Задания:
• a. Кого, по словам отрывка, официально объявили освободителем Праги?
• b. Объясните по отрывку, почему Ольшанское кладбище можно назвать наглядным уроком запутанной русской истории XX века.
• c. Выпишите из отрывка все взятые в кавычки русские фразы и надписи из Карловых Вар.

#### Отрывок для чтения ####

Любое эмигрантское кладбище — наглядный урок запутанной русской истории XX века.
На Ольшанском — братская могила воинов Белой армии, скончавшихся в Чехии от вынесенных с родины ран и болезней, надгробья советских солдат, памятник бойцам власовской армии, освобождавшей Прагу от немцев. Официально освободителем чешской столицы был объявлен Конев. В 45-м многих деятелей пражской эмиграции возвратили на родину под конвоем. Оставшиеся надолго затаились.
Второй раз — по-другому — затаились после августа 68-го. Историк Иван Петрович Савицкий, сын одного из лидеров евразийства, говорил, что в 68-м с родным братом в пивной или кафе беседовал по-чешски. Это теперь русский в Праге снова стал обиходным. В Карловых Варах — всеобщим, хоть и диковинным. Тамошние экскурсии обещают "архитектоническую единичность зданий в стиле ренезанца", врачи — "отстранение морщин" и "избавление от храп", на дверях гостиницы надписи "Нажимать" и "Таскать", в меню — "креветки по способу тигра" и трогательная до слез "ножка молодой гуси".

#### Исходный материал ####

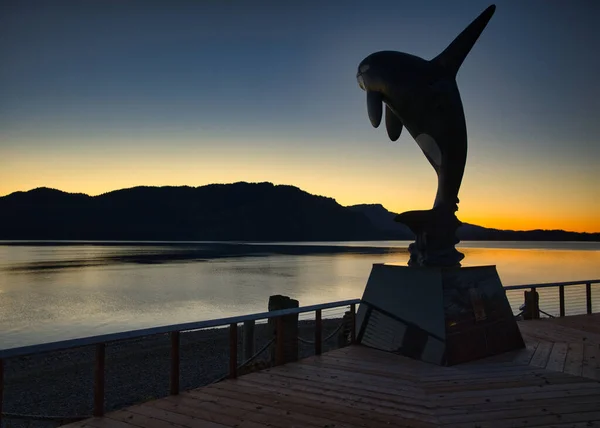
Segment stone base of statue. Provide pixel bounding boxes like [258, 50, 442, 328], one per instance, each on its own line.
[356, 264, 525, 366]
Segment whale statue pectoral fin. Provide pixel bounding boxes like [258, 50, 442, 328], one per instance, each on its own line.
[385, 104, 402, 141]
[367, 91, 383, 128]
[431, 5, 496, 76]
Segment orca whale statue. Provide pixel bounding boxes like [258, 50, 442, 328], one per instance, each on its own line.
[356, 5, 496, 266]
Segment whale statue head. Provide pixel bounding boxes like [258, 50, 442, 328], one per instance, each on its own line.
[356, 5, 496, 266]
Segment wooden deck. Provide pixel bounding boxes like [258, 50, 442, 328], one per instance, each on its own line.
[63, 314, 600, 428]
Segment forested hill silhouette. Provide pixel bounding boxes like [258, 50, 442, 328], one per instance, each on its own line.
[0, 182, 385, 241]
[0, 182, 600, 241]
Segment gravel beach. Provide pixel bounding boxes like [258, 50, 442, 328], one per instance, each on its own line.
[2, 318, 342, 428]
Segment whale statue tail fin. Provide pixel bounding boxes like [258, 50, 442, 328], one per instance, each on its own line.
[432, 5, 496, 76]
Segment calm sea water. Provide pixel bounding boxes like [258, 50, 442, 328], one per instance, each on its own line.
[0, 241, 600, 349]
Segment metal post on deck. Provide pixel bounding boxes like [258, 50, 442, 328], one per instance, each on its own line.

####

Ответы по пунктам:
• a. Конева.

• b. На нём рядом лежат люди из враждовавших сторон. Там есть братская могила воинов Белой армии, надгробья советских солдат и памятник бойцам власовской армии, освобождавшей Прагу от немцев.

• c. "архитектоническую единичность зданий в стиле ренезанца"; "отстранение морщин"; "избавление от храп"; "Нажимать"; "Таскать"; "креветки по способу тигра"; "ножка молодой гуси".